- _EXERCISE TASK_: Write out, word for word, the lines starting at the one that contains "Tag one point on every instance of the black" and ending at the last line.

- _Coordinate labeling data_:
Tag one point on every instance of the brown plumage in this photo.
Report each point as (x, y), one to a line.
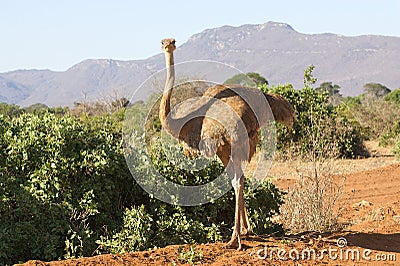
(225, 122)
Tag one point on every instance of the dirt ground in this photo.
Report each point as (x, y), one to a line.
(371, 235)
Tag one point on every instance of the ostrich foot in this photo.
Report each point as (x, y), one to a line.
(246, 232)
(234, 243)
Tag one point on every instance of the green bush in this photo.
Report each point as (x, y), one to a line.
(396, 148)
(66, 191)
(318, 125)
(62, 180)
(170, 224)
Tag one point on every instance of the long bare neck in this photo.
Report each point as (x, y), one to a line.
(165, 105)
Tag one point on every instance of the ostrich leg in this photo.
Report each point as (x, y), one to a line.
(245, 228)
(237, 183)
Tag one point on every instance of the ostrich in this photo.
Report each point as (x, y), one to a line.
(208, 136)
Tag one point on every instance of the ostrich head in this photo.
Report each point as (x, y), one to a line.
(168, 45)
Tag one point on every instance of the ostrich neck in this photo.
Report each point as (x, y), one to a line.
(165, 105)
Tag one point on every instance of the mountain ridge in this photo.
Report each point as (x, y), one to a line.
(273, 49)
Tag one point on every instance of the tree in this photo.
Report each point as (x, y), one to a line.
(376, 90)
(333, 92)
(394, 96)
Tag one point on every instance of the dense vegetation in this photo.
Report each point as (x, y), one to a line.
(66, 190)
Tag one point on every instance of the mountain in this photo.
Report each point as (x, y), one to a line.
(275, 50)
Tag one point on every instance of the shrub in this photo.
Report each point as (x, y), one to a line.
(312, 108)
(62, 180)
(64, 184)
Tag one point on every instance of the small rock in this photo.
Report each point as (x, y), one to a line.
(362, 204)
(396, 218)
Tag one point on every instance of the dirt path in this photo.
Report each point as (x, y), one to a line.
(371, 237)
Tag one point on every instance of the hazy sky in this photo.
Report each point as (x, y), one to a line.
(56, 34)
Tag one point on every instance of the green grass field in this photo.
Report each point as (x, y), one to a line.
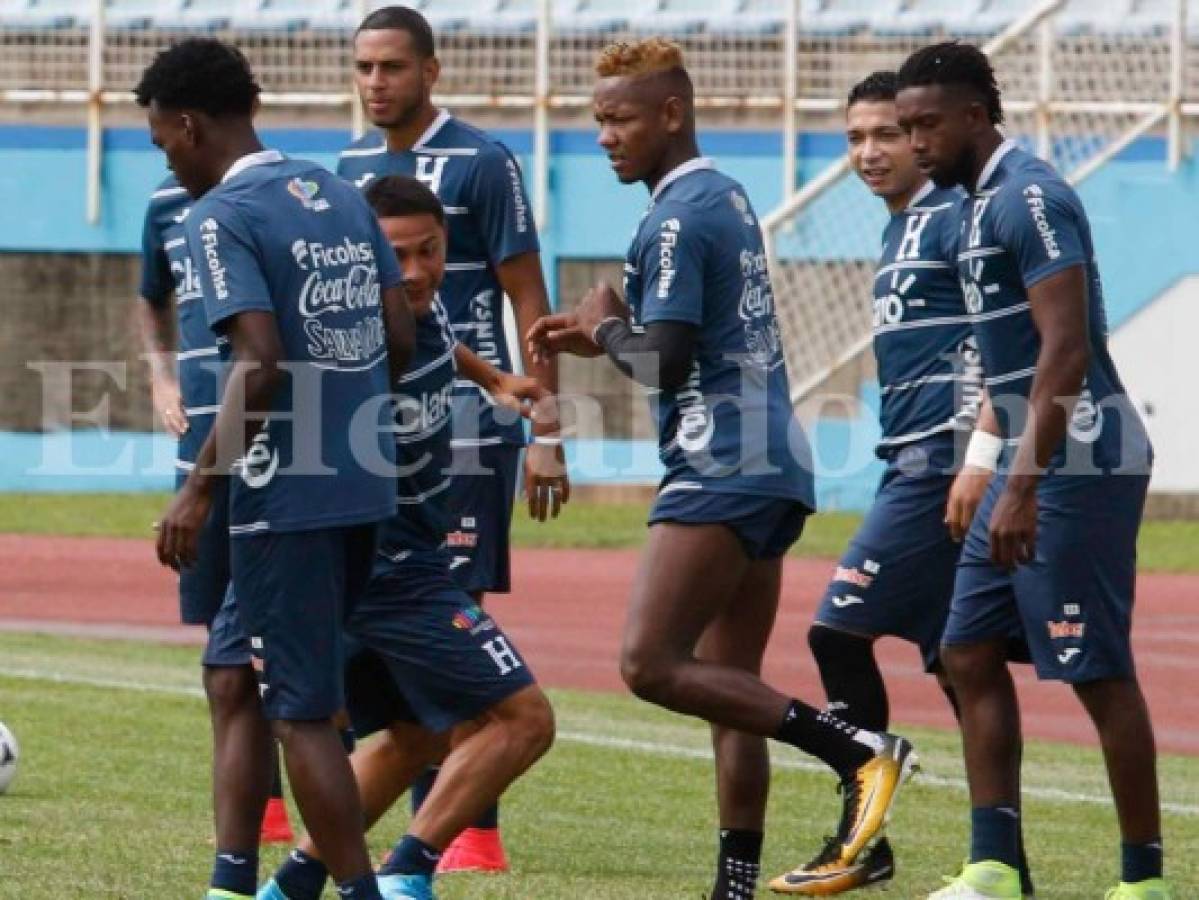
(1164, 545)
(112, 797)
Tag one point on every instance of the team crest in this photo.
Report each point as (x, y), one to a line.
(306, 193)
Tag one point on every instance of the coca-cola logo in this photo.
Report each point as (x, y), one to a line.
(357, 289)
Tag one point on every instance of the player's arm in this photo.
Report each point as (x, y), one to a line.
(254, 378)
(981, 461)
(1041, 229)
(155, 327)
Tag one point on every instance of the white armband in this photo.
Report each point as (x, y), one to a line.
(983, 450)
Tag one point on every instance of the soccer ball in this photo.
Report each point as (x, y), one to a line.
(8, 755)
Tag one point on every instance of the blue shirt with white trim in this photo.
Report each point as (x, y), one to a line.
(929, 370)
(1023, 224)
(698, 257)
(168, 271)
(288, 237)
(416, 535)
(489, 221)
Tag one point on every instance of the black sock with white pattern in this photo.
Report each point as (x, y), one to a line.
(737, 865)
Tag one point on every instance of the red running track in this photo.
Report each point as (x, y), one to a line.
(566, 614)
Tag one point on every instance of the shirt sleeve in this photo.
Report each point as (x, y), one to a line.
(157, 284)
(390, 273)
(1041, 225)
(670, 270)
(230, 266)
(500, 206)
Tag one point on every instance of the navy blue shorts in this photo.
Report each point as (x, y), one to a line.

- _RESPONSE TO THIS EXERCISE_:
Tag one point on every instance of the black sock with white pattern in this photo.
Report each point as (x, y), one to a line.
(737, 865)
Tag one point on every instance of the red running track in this photo.
Report each point as (x, y), one to a line.
(566, 614)
Tag one point on every instance of the shirt sleeve in this photo.
Report each point as (x, y), one to a line.
(157, 284)
(390, 273)
(1041, 225)
(670, 270)
(230, 266)
(500, 206)
Tag one point on every instance of the navy blue shorts in this photo.
Report each point as (x, y), one to a line.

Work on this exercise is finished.